Selected extract:
After a brief stint working menial jobs in New Jersey as a young man, Baldwin hitched his wagon and took off for Paris, where he came into contact with the likes of writers Richard Wright and Ernest Hemingway. His Paris experience provided partial inspiration for future novels like 1956’s Giovanni’s Room and 1962’s Another Country, which dealt candidly with racial and sexual identities at a time when such topics were still taboo.

Motivated by the growing racial tension back in the United States, Baldwin came home in the early 1960s and threw himself into the fire of the burgeoning civil rights movement. He gave speeches and wrote prolifically for major publications of record about the growing tides of change in America. His groundbreaking 1963 book, The Fire Next Time, and Blues for Mr. Charlie, a play loosely based on the 1955 murder of Emmitt Till, are considered two of the era’s most influential works about race relations.

Named object pointing entries:
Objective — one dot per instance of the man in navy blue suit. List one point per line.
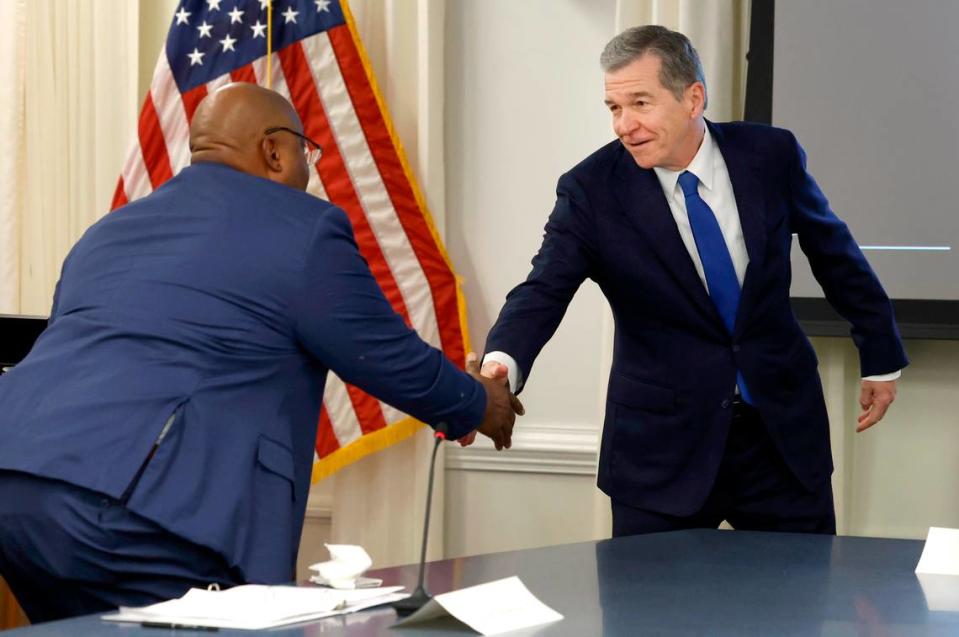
(160, 433)
(715, 409)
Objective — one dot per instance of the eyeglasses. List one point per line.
(311, 150)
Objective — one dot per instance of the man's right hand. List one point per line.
(500, 411)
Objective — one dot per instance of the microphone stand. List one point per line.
(420, 597)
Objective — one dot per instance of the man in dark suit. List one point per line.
(715, 409)
(160, 433)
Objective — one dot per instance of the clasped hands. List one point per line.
(502, 406)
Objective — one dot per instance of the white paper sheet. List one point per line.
(489, 609)
(255, 607)
(344, 569)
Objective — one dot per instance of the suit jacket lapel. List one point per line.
(748, 190)
(645, 205)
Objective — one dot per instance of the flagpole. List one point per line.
(269, 43)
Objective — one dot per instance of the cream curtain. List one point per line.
(379, 502)
(719, 29)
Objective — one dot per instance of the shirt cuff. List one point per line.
(884, 377)
(513, 373)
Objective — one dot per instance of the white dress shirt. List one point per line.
(717, 191)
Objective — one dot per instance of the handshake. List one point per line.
(502, 406)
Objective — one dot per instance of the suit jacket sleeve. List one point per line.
(344, 320)
(839, 266)
(534, 308)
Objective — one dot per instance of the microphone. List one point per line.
(420, 597)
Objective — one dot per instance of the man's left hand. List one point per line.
(875, 398)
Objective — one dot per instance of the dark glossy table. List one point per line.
(685, 583)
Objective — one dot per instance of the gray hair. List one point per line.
(680, 62)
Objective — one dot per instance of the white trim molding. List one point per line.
(537, 448)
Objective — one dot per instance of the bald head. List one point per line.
(229, 128)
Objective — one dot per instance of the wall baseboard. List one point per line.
(569, 449)
(319, 506)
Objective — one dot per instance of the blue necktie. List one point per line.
(717, 264)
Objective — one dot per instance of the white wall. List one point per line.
(523, 106)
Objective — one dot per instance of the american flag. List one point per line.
(318, 63)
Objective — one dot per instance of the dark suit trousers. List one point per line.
(754, 490)
(68, 551)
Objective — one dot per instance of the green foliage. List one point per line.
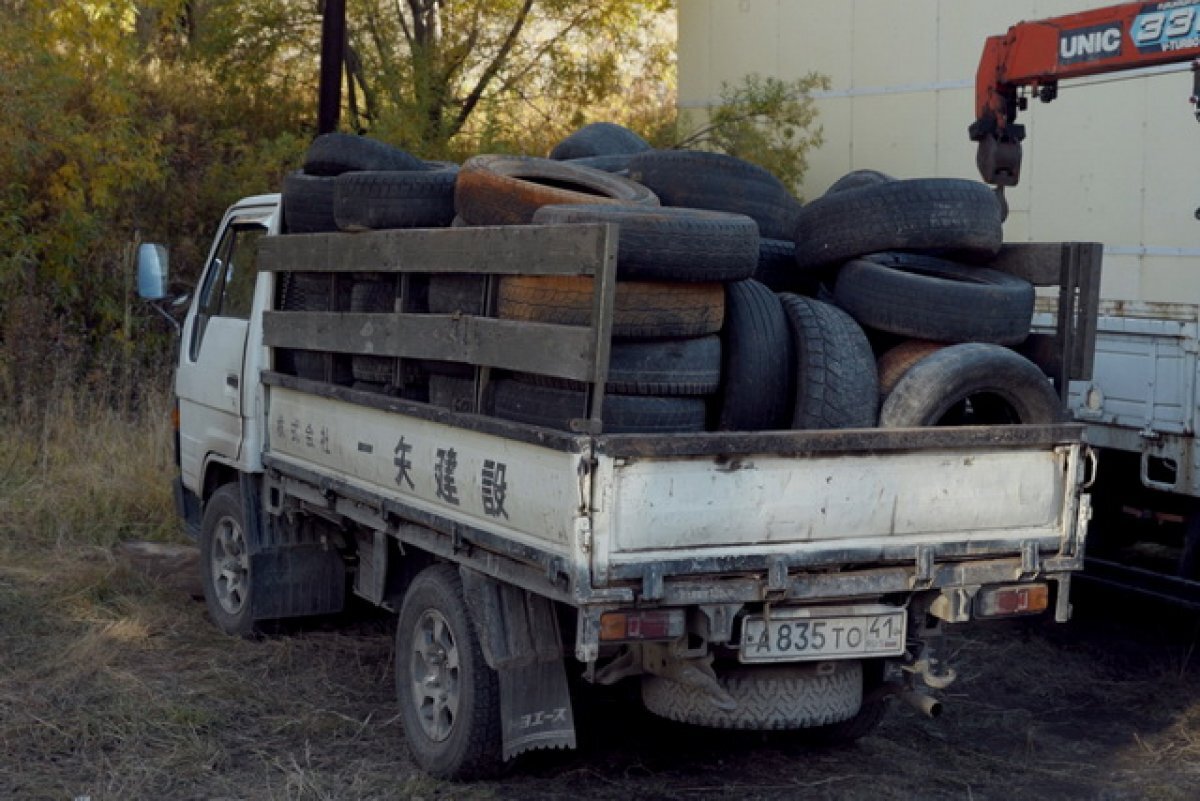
(768, 121)
(447, 78)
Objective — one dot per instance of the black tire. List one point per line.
(333, 154)
(449, 698)
(971, 384)
(616, 163)
(858, 179)
(309, 204)
(599, 139)
(225, 562)
(759, 363)
(623, 414)
(378, 296)
(453, 392)
(508, 190)
(643, 309)
(671, 244)
(718, 182)
(679, 367)
(924, 297)
(868, 717)
(456, 293)
(943, 215)
(313, 291)
(769, 698)
(835, 380)
(379, 200)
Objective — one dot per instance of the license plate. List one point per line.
(793, 636)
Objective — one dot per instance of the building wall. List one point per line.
(1110, 161)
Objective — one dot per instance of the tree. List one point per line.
(768, 121)
(453, 76)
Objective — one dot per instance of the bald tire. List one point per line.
(719, 182)
(671, 244)
(759, 361)
(623, 414)
(508, 190)
(599, 139)
(912, 215)
(642, 309)
(681, 367)
(473, 747)
(899, 360)
(1002, 385)
(927, 297)
(769, 698)
(835, 380)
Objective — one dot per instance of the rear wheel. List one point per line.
(449, 698)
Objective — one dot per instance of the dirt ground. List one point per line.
(112, 687)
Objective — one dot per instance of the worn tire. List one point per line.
(769, 698)
(333, 154)
(309, 204)
(971, 384)
(225, 562)
(623, 414)
(508, 190)
(899, 360)
(453, 392)
(759, 361)
(378, 296)
(835, 380)
(616, 163)
(396, 199)
(943, 215)
(679, 367)
(858, 179)
(719, 182)
(455, 293)
(312, 291)
(642, 308)
(671, 244)
(599, 139)
(868, 717)
(461, 741)
(925, 297)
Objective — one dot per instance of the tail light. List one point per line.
(641, 625)
(1015, 600)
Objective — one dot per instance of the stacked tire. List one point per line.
(665, 361)
(737, 307)
(909, 262)
(353, 184)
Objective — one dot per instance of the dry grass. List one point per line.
(115, 688)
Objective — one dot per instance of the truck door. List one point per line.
(210, 381)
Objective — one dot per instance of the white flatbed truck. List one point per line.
(787, 579)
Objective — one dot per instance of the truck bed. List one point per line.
(633, 515)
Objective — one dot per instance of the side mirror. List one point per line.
(153, 271)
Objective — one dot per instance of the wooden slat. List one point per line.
(558, 350)
(502, 250)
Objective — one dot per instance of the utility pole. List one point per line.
(333, 53)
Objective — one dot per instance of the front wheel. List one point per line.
(225, 562)
(449, 698)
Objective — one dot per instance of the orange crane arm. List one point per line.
(1033, 56)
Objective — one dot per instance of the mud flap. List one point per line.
(292, 578)
(520, 638)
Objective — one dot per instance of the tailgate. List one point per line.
(822, 499)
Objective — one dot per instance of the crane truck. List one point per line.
(1140, 403)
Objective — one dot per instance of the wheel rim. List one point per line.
(435, 675)
(229, 565)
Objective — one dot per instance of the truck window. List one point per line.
(229, 287)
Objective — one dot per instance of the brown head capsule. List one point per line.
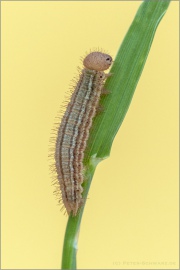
(97, 61)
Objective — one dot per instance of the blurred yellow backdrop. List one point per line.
(131, 217)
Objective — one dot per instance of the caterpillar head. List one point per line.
(97, 61)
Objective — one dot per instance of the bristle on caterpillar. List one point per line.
(73, 132)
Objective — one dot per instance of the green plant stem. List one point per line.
(127, 68)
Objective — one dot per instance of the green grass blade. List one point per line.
(126, 70)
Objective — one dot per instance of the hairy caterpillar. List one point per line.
(73, 131)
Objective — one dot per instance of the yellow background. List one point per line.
(131, 217)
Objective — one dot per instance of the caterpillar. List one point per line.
(73, 132)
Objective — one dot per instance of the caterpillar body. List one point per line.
(73, 131)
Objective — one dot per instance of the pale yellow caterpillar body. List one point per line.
(74, 128)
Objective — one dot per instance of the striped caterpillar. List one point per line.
(73, 131)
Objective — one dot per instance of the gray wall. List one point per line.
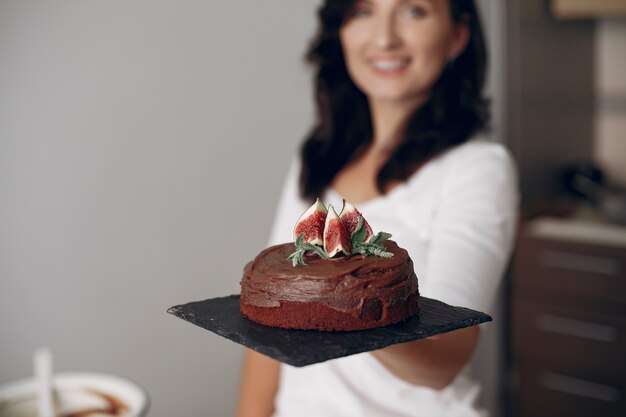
(142, 149)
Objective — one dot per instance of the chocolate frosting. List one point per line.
(342, 283)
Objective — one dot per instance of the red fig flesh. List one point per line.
(336, 236)
(350, 217)
(311, 223)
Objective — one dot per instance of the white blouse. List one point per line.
(456, 217)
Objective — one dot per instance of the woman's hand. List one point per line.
(433, 362)
(259, 384)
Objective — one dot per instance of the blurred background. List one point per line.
(142, 150)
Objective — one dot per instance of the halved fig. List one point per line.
(350, 217)
(336, 236)
(311, 223)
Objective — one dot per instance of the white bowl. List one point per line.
(78, 391)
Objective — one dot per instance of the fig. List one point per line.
(350, 217)
(336, 236)
(311, 223)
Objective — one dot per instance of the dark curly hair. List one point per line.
(455, 111)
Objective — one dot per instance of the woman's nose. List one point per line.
(386, 35)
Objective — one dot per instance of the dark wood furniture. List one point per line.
(568, 328)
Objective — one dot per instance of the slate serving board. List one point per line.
(305, 347)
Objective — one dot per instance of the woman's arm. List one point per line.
(471, 242)
(433, 362)
(259, 384)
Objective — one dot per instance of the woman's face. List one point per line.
(395, 50)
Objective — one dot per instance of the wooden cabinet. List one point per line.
(568, 328)
(577, 9)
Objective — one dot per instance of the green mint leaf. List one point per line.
(369, 249)
(359, 234)
(297, 258)
(379, 238)
(319, 251)
(380, 252)
(299, 240)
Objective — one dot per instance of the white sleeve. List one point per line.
(474, 229)
(290, 207)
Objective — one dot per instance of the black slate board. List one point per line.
(306, 347)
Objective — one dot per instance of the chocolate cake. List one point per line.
(352, 292)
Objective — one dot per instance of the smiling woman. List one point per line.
(400, 107)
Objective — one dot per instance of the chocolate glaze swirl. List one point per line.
(342, 283)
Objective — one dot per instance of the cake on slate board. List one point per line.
(337, 275)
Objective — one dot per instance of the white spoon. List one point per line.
(43, 379)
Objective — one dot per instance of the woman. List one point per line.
(399, 114)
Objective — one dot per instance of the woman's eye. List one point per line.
(414, 11)
(359, 11)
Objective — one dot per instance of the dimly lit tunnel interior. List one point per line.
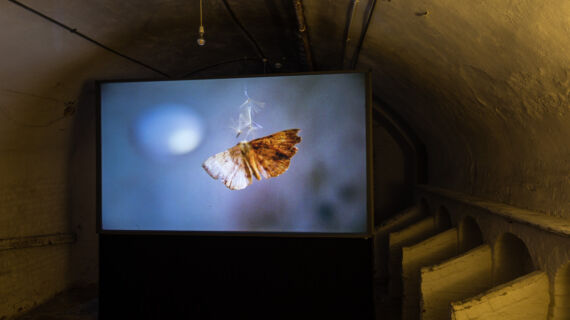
(471, 137)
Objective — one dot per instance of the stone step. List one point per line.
(454, 280)
(412, 234)
(525, 298)
(427, 252)
(381, 249)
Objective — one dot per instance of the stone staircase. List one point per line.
(465, 261)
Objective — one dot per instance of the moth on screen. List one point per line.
(266, 157)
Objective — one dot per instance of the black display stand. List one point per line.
(210, 277)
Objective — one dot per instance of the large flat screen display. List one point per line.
(267, 154)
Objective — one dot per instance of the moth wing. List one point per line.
(231, 167)
(274, 152)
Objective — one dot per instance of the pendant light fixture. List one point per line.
(201, 41)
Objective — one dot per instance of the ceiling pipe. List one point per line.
(95, 42)
(248, 35)
(302, 28)
(363, 33)
(348, 25)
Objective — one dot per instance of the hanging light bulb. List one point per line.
(201, 41)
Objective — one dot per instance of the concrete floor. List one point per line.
(82, 304)
(75, 304)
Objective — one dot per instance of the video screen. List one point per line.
(271, 154)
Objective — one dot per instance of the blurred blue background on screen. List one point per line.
(156, 135)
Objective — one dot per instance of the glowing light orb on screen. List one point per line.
(169, 130)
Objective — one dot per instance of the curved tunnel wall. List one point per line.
(485, 85)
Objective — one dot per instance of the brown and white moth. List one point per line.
(266, 157)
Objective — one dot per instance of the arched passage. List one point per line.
(511, 259)
(424, 207)
(442, 219)
(469, 234)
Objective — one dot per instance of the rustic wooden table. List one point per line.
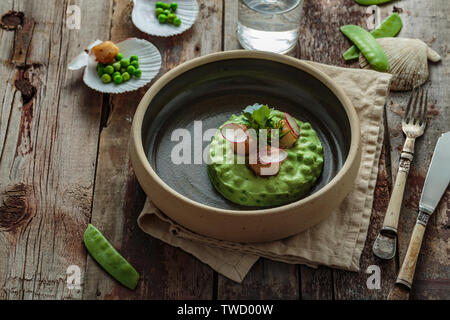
(64, 159)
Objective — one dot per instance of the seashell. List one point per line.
(408, 60)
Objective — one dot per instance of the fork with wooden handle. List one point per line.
(413, 125)
(436, 182)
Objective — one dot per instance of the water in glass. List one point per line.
(269, 25)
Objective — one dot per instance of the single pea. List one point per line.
(109, 69)
(100, 70)
(131, 69)
(118, 79)
(371, 2)
(162, 18)
(126, 76)
(119, 56)
(109, 258)
(368, 46)
(116, 66)
(124, 63)
(177, 22)
(137, 73)
(388, 28)
(135, 64)
(106, 78)
(171, 17)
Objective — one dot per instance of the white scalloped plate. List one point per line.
(144, 17)
(149, 62)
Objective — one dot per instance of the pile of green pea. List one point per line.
(165, 13)
(120, 70)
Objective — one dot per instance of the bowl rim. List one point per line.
(353, 154)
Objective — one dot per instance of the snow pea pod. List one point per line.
(388, 28)
(105, 254)
(371, 2)
(369, 47)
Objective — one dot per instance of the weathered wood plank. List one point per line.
(427, 21)
(48, 142)
(166, 272)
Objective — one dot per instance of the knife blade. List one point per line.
(436, 182)
(438, 176)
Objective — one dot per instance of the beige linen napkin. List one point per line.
(337, 241)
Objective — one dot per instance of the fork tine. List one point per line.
(406, 115)
(418, 107)
(423, 118)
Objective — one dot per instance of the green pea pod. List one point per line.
(367, 44)
(105, 254)
(390, 27)
(371, 2)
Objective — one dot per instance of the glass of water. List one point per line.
(269, 25)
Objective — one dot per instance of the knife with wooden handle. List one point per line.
(436, 182)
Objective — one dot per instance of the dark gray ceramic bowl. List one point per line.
(210, 89)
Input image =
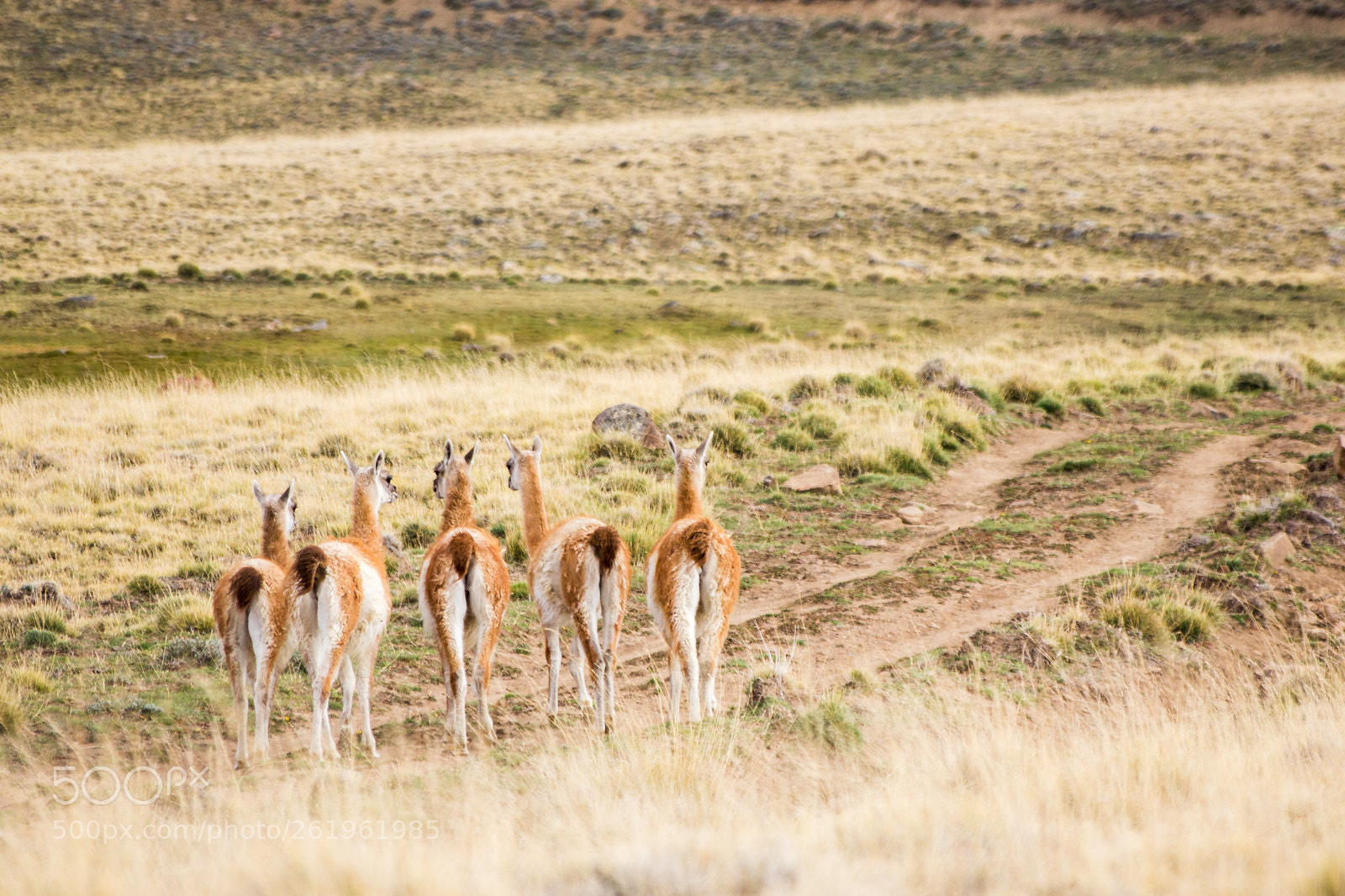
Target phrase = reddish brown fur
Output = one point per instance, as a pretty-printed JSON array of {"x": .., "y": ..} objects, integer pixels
[
  {"x": 309, "y": 568},
  {"x": 605, "y": 546},
  {"x": 245, "y": 584},
  {"x": 461, "y": 549},
  {"x": 461, "y": 546}
]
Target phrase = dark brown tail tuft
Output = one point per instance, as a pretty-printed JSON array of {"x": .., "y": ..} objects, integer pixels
[
  {"x": 245, "y": 586},
  {"x": 309, "y": 568},
  {"x": 461, "y": 551},
  {"x": 699, "y": 541},
  {"x": 605, "y": 546}
]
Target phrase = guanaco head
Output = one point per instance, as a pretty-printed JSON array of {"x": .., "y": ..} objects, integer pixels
[
  {"x": 374, "y": 479},
  {"x": 689, "y": 465},
  {"x": 277, "y": 508},
  {"x": 518, "y": 458},
  {"x": 452, "y": 472}
]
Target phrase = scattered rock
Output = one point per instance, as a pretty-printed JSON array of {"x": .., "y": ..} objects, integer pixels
[
  {"x": 1284, "y": 467},
  {"x": 1277, "y": 549},
  {"x": 824, "y": 478},
  {"x": 672, "y": 309},
  {"x": 187, "y": 382},
  {"x": 932, "y": 372},
  {"x": 630, "y": 420},
  {"x": 37, "y": 593},
  {"x": 876, "y": 544},
  {"x": 911, "y": 514}
]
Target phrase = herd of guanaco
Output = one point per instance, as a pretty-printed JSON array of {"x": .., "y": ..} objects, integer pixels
[{"x": 331, "y": 600}]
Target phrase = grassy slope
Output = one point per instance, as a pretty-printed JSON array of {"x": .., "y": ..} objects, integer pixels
[{"x": 82, "y": 74}]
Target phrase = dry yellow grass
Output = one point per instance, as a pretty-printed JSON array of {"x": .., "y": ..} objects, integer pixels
[
  {"x": 1204, "y": 788},
  {"x": 1221, "y": 181},
  {"x": 113, "y": 481}
]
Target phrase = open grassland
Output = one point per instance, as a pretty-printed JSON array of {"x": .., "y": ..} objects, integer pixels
[
  {"x": 420, "y": 326},
  {"x": 1177, "y": 183},
  {"x": 114, "y": 479},
  {"x": 1194, "y": 786},
  {"x": 1105, "y": 739},
  {"x": 77, "y": 74}
]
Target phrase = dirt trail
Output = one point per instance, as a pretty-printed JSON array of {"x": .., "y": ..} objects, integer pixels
[
  {"x": 1188, "y": 492},
  {"x": 894, "y": 629}
]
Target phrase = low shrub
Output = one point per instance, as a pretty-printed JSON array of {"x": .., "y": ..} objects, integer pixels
[
  {"x": 793, "y": 439},
  {"x": 1021, "y": 390}
]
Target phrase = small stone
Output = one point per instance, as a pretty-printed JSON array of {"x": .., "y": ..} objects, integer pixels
[
  {"x": 630, "y": 420},
  {"x": 911, "y": 514},
  {"x": 824, "y": 478},
  {"x": 37, "y": 593},
  {"x": 1282, "y": 467},
  {"x": 1277, "y": 549}
]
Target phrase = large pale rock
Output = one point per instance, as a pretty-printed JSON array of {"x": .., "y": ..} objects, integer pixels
[
  {"x": 630, "y": 420},
  {"x": 1277, "y": 549},
  {"x": 822, "y": 478}
]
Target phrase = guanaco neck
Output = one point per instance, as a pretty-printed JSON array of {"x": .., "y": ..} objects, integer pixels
[
  {"x": 363, "y": 524},
  {"x": 535, "y": 508},
  {"x": 275, "y": 542},
  {"x": 457, "y": 505},
  {"x": 688, "y": 497}
]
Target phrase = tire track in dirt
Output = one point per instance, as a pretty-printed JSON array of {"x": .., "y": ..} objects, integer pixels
[{"x": 1187, "y": 490}]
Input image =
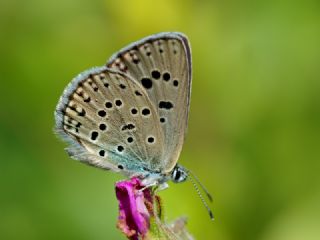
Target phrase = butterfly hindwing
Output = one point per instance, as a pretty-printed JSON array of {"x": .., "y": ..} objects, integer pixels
[
  {"x": 110, "y": 122},
  {"x": 162, "y": 65}
]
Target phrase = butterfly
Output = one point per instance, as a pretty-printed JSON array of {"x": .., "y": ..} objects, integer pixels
[{"x": 131, "y": 115}]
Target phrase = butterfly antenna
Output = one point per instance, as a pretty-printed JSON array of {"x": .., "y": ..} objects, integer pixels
[
  {"x": 192, "y": 178},
  {"x": 201, "y": 185}
]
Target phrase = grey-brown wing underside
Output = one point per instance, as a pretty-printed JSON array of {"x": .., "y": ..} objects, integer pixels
[
  {"x": 161, "y": 63},
  {"x": 109, "y": 120}
]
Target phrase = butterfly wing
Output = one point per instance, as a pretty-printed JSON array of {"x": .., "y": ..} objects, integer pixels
[
  {"x": 110, "y": 122},
  {"x": 161, "y": 63}
]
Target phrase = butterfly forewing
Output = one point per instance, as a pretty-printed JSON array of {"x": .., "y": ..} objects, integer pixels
[
  {"x": 162, "y": 65},
  {"x": 111, "y": 122}
]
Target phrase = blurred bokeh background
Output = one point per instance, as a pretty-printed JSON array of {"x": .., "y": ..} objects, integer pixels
[{"x": 254, "y": 129}]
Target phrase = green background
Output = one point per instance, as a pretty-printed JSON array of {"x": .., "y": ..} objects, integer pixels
[{"x": 254, "y": 129}]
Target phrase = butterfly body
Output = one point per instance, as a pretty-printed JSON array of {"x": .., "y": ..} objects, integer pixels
[{"x": 131, "y": 115}]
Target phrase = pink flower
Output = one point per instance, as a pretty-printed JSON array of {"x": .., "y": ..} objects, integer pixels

Exercises to complete:
A: Condense the paragraph of the Baldwin passage that begins "After a brief stint" into a short bulleted list that keeps its main facts.
B: Report every line of the entries that contains the string "chocolate". Case counts.

Written answers:
A:
- As a young man, Baldwin briefly worked menial jobs in New Jersey, then left for Paris.
- In Paris he came into contact with writers such as Richard Wright and Ernest Hemingway.
- His time there partly inspired the novels Giovanni's Room (1956) and Another Country (1962).
- Those novels dealt candidly with racial and sexual identities when such topics were still taboo.

B:
Objective — one dot per instance of the chocolate frosting. List one point per line.
Objective — one dot per instance of the chocolate cake. List one point per line.
Objective — one dot per instance of the chocolate glaze swirl. List one point per line.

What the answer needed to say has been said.